_Brief_
Return the records word for word. Any pictures in them are not part of the copy.

_Given data_
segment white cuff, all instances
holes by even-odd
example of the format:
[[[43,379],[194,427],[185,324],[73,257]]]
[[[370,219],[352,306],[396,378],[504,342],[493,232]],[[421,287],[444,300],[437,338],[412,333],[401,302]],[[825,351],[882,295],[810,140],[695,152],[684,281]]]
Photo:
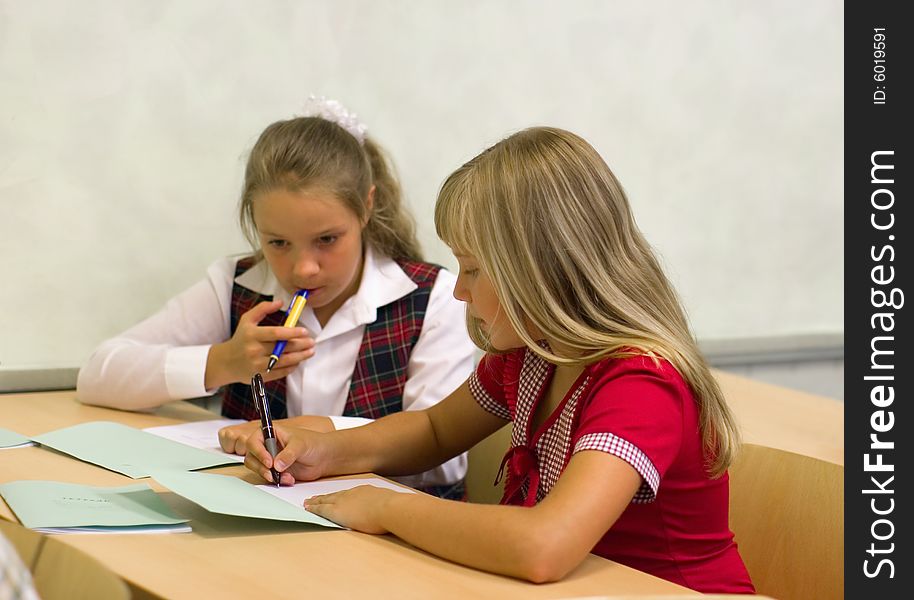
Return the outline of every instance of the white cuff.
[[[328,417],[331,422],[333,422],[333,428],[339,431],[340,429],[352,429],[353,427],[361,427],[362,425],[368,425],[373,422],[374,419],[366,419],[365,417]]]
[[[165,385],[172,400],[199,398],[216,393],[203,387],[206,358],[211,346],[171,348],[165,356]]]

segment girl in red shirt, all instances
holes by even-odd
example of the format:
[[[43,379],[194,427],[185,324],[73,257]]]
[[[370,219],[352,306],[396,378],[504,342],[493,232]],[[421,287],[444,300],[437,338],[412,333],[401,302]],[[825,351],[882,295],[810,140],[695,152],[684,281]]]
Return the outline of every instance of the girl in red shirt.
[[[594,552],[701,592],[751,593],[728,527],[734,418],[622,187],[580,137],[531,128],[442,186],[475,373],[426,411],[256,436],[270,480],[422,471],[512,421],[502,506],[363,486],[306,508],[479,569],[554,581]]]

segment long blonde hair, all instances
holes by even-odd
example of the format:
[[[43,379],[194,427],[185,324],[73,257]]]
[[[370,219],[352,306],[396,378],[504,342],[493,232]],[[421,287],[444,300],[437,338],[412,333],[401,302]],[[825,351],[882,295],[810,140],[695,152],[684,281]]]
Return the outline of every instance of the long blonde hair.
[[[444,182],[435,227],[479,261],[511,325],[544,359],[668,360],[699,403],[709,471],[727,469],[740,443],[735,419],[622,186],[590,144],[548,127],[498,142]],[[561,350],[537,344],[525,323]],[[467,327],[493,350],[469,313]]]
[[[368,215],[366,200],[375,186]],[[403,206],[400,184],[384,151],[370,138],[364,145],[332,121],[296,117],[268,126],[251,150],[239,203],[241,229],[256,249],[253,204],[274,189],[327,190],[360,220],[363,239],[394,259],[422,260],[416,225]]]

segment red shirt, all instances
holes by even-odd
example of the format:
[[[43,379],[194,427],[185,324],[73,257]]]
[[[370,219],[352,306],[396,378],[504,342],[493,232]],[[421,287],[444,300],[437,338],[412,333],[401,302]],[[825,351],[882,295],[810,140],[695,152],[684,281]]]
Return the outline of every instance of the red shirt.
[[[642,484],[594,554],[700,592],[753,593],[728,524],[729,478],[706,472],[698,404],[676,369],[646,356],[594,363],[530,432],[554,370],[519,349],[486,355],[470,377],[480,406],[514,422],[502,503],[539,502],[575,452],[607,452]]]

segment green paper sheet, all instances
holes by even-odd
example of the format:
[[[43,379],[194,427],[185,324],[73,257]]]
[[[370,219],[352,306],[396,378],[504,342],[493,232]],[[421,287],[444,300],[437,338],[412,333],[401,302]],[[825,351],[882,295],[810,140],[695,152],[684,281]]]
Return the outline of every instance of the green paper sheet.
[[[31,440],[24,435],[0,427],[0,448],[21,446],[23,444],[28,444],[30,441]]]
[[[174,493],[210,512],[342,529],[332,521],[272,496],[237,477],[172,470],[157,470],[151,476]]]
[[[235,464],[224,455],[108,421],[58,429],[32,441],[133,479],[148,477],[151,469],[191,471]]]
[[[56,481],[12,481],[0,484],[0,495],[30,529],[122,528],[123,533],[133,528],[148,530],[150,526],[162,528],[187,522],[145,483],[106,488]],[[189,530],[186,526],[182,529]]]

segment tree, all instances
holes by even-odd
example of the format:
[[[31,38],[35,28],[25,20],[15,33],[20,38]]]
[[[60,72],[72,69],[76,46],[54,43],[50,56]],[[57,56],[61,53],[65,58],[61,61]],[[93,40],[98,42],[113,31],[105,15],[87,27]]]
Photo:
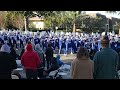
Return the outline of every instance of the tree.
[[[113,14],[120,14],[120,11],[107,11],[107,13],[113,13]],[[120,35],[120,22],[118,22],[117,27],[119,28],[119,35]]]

_Exercise response_
segment white cuff, all instances
holes by even-odd
example of the format:
[[[43,379],[194,427],[185,324],[73,257]]]
[[[370,219],[352,306],[396,378],[504,342],[493,232]],[[421,287],[444,300],[437,338],[412,333],[401,302]],[[825,351],[882,295],[810,140],[695,152],[684,281]]]
Photo:
Return the outline of every instance of the white cuff.
[[[328,417],[331,422],[333,422],[333,428],[339,431],[340,429],[352,429],[353,427],[361,427],[362,425],[368,425],[373,422],[374,419],[366,419],[365,417]]]
[[[165,385],[172,400],[199,398],[216,393],[203,387],[206,358],[211,346],[171,348],[165,356]]]

segment girl in red shirt, all instances
holes by even-odd
example of the format:
[[[43,379],[194,427],[185,324],[73,257]]]
[[[370,219],[352,306],[396,378],[504,342],[493,232]],[[421,287],[444,300],[437,338],[412,333],[401,302]],[[825,351],[882,295],[810,140],[695,152],[684,281]]]
Return the outline of every instance of the girl in red shirt.
[[[594,552],[701,592],[751,593],[728,527],[734,418],[622,187],[580,137],[531,128],[442,186],[475,373],[426,411],[256,436],[270,480],[422,471],[512,421],[502,506],[363,486],[306,508],[479,569],[554,581]]]

segment long blonde hair, all instances
holes by even-odd
example of the format:
[[[43,379],[194,427],[185,324],[73,257]]]
[[[370,219],[352,306],[396,378],[504,342],[493,232]],[[421,287],[444,300],[437,338],[412,333],[401,302]],[[825,351],[882,295],[810,140],[695,152],[684,281]]]
Return the outline of every instance of the long blonde hair.
[[[444,182],[435,227],[479,261],[511,325],[544,359],[668,360],[699,403],[709,471],[727,469],[740,443],[735,419],[622,186],[590,144],[548,127],[498,142]],[[561,350],[537,344],[525,323]],[[467,327],[493,350],[469,313]]]
[[[368,215],[366,200],[375,186]],[[403,206],[400,184],[384,151],[370,138],[364,145],[332,121],[296,117],[268,126],[251,150],[239,203],[241,229],[256,249],[253,204],[274,189],[327,190],[360,220],[363,239],[394,259],[422,260],[416,225]]]

segment red shirt, all instances
holes by even-odd
example of the format:
[[[43,379],[194,427],[185,324],[73,257]]]
[[[370,219],[352,306],[396,378],[504,342],[493,232]],[[421,287],[444,300],[437,338],[412,333],[401,302]],[[825,351],[882,295],[810,140],[695,152],[684,281]]]
Return the outline of every instance of the red shirt.
[[[642,484],[594,554],[700,592],[753,593],[728,524],[729,478],[706,472],[698,404],[676,369],[646,356],[594,363],[530,432],[554,370],[519,349],[486,355],[470,377],[480,406],[514,422],[502,503],[539,502],[575,452],[607,452]]]

segment green paper sheet, all instances
holes by even-odd
example of the format:
[[[43,379],[194,427],[185,324],[73,257]]]
[[[370,219],[352,306],[396,378],[504,342],[493,232]],[[421,287],[444,300],[437,338],[412,333],[401,302]],[[825,351],[882,295],[810,140],[695,152],[684,281]]]
Return the outline of every instance of the green paper sheet.
[[[31,440],[24,435],[0,427],[0,448],[21,446],[23,444],[28,444],[30,441]]]
[[[174,493],[210,512],[342,529],[332,521],[272,496],[237,477],[172,470],[157,470],[151,476]]]
[[[235,464],[224,455],[108,421],[58,429],[32,441],[133,479],[148,477],[151,469],[191,471]]]
[[[56,481],[12,481],[0,484],[0,495],[30,529],[122,528],[123,533],[133,528],[148,530],[150,526],[162,528],[187,522],[145,483],[106,488]],[[189,530],[186,526],[182,529]]]

segment tree, all instances
holes by even-odd
example of the format:
[[[31,38],[35,28],[25,20],[15,33],[20,38]]]
[[[60,72],[72,69],[76,46],[54,43],[50,56]],[[57,56],[61,53],[65,58],[61,61]],[[93,40],[98,42],[113,31],[105,15],[87,27]]]
Photo:
Return the outline of every instance of the tree.
[[[113,14],[120,14],[120,11],[107,11],[107,13],[113,13]],[[120,35],[120,22],[118,22],[117,27],[119,28],[119,35]]]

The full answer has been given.